(RAW DATA Opens)
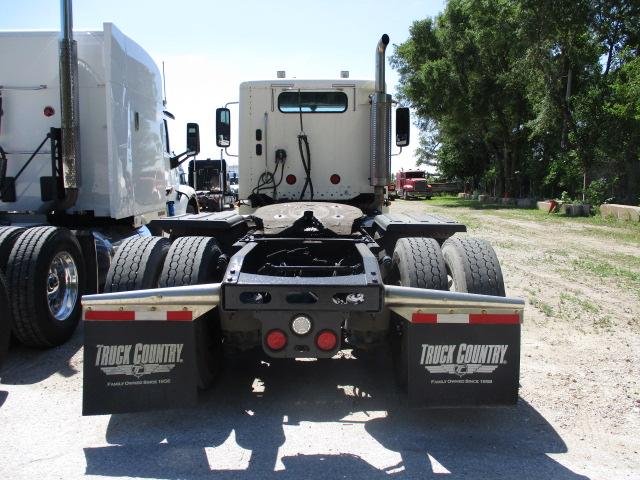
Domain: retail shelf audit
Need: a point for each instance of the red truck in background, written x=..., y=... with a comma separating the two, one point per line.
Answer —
x=412, y=183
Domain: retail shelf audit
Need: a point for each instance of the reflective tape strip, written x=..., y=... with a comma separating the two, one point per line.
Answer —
x=494, y=318
x=453, y=318
x=424, y=318
x=180, y=316
x=467, y=318
x=116, y=315
x=119, y=315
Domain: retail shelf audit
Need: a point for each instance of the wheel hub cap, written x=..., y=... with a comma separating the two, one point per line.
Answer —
x=62, y=286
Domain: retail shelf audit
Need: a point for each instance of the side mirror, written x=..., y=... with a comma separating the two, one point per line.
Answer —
x=193, y=138
x=402, y=127
x=223, y=127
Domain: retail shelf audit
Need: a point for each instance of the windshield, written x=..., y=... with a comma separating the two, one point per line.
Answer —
x=415, y=175
x=312, y=102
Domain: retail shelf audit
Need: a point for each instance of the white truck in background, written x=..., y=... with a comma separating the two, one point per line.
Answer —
x=85, y=161
x=310, y=265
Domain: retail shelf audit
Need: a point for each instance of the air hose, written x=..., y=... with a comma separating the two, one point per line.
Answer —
x=303, y=146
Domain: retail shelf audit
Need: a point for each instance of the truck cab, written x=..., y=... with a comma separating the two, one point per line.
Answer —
x=412, y=184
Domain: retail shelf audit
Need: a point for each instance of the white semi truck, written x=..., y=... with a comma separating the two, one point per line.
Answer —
x=312, y=265
x=85, y=161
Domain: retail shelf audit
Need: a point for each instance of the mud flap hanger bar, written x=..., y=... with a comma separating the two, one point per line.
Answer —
x=411, y=302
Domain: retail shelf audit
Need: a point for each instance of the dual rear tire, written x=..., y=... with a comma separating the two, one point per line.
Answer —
x=152, y=262
x=467, y=265
x=45, y=279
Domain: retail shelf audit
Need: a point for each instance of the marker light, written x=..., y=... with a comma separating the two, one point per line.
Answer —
x=326, y=340
x=276, y=340
x=301, y=325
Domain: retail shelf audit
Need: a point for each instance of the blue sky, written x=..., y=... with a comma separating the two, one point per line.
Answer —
x=209, y=47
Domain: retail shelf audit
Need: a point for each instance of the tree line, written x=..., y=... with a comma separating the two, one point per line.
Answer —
x=529, y=97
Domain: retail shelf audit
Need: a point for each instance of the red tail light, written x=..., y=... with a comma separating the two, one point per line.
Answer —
x=326, y=340
x=276, y=340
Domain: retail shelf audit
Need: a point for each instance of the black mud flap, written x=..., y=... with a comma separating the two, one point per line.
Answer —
x=454, y=364
x=132, y=366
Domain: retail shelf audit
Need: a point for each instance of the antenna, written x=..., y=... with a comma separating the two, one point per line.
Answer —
x=164, y=87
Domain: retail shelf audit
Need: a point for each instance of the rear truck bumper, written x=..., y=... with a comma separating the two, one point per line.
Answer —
x=140, y=346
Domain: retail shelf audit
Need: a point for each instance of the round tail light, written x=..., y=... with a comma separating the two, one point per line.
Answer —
x=276, y=340
x=326, y=340
x=301, y=325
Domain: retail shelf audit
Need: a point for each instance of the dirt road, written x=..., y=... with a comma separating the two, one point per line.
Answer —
x=578, y=415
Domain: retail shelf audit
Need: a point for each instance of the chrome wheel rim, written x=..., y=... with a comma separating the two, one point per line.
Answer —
x=62, y=286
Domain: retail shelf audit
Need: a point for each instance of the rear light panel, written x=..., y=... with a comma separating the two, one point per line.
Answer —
x=276, y=340
x=326, y=340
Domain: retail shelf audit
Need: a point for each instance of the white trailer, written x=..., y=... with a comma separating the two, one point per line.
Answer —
x=85, y=161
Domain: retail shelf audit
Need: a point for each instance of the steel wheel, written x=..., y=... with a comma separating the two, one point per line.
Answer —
x=62, y=285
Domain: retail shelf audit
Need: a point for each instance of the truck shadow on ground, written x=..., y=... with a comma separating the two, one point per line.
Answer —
x=469, y=443
x=26, y=366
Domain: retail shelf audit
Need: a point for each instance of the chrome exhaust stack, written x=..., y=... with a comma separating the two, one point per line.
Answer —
x=380, y=153
x=69, y=106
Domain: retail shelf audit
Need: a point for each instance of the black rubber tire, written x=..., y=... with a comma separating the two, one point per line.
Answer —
x=8, y=236
x=194, y=261
x=417, y=263
x=27, y=275
x=473, y=266
x=191, y=261
x=137, y=264
x=5, y=320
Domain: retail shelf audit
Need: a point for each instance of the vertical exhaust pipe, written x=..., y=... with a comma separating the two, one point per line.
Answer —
x=380, y=153
x=380, y=63
x=69, y=107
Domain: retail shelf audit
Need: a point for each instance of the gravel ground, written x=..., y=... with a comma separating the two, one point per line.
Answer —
x=578, y=415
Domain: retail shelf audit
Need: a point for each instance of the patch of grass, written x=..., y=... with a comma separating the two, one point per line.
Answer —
x=542, y=306
x=619, y=229
x=603, y=321
x=583, y=303
x=603, y=269
x=630, y=261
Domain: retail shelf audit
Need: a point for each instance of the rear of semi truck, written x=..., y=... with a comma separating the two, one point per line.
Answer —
x=84, y=163
x=312, y=267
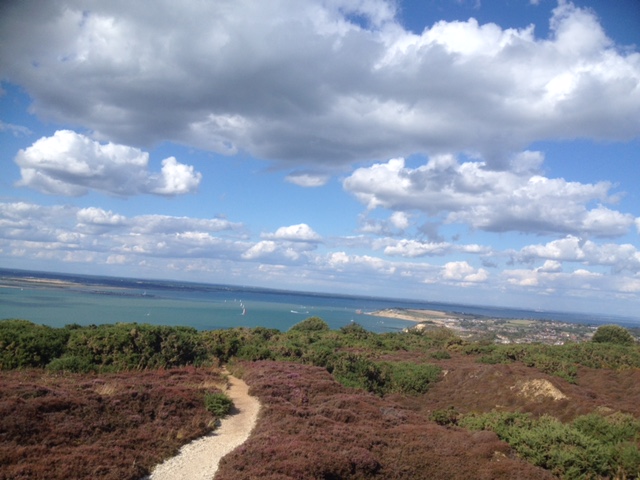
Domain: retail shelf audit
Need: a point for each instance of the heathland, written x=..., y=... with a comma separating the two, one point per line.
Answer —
x=112, y=401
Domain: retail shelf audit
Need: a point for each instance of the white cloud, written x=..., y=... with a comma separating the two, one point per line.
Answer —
x=620, y=257
x=495, y=201
x=71, y=164
x=302, y=82
x=463, y=272
x=16, y=130
x=414, y=248
x=307, y=179
x=176, y=178
x=98, y=216
x=98, y=233
x=260, y=249
x=295, y=233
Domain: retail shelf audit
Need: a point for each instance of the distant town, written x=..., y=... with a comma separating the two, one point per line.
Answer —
x=497, y=330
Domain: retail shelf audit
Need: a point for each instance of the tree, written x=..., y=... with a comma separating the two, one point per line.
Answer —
x=311, y=324
x=613, y=334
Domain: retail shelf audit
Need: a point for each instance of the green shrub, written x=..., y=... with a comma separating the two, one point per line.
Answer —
x=357, y=371
x=441, y=355
x=311, y=324
x=592, y=446
x=71, y=364
x=410, y=378
x=218, y=404
x=125, y=346
x=25, y=344
x=445, y=416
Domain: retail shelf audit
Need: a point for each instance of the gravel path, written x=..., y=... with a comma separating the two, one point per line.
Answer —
x=199, y=459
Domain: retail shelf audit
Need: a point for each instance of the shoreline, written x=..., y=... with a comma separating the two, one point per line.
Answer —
x=415, y=315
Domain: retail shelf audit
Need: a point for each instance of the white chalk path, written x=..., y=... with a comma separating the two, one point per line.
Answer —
x=199, y=459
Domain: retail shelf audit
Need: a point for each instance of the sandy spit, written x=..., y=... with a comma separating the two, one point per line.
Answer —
x=199, y=459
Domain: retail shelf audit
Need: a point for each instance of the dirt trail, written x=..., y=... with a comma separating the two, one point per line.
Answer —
x=199, y=459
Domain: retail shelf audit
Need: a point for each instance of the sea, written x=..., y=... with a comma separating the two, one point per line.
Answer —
x=59, y=299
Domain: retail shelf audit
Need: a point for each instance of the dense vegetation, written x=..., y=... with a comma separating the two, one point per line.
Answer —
x=447, y=386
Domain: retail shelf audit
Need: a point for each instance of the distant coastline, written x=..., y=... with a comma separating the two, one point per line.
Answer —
x=414, y=315
x=341, y=307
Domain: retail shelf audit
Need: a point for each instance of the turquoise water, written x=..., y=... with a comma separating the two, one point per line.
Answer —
x=98, y=300
x=57, y=307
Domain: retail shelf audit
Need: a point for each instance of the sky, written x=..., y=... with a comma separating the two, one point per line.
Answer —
x=479, y=152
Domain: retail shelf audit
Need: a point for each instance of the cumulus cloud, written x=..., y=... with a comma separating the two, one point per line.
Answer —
x=620, y=257
x=15, y=130
x=93, y=231
x=71, y=164
x=463, y=272
x=521, y=200
x=306, y=82
x=295, y=233
x=307, y=179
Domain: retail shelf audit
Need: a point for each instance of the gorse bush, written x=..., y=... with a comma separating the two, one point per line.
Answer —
x=562, y=360
x=218, y=403
x=25, y=344
x=613, y=334
x=592, y=446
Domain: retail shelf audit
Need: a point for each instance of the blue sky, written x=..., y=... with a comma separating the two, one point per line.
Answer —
x=478, y=152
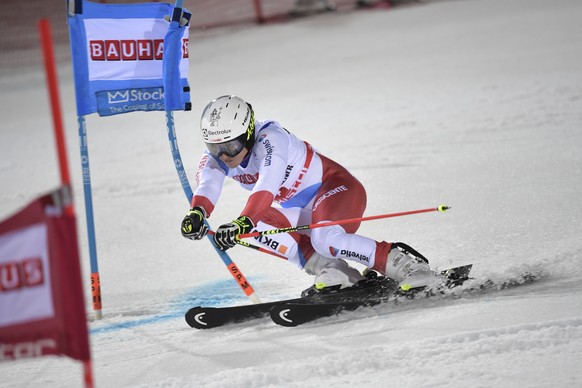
(RAW DATA Closes)
Of the lines in the data, report each one containing the string "cloud".

◆ WRITTEN ANSWER ◆
Need: a point for each instance of the white cloud, written x=..., y=... with a comma separating the two, one point per line.
Need: a point for each instance of the cumulus cloud, written x=..., y=... with a comma separating the two, one point per line.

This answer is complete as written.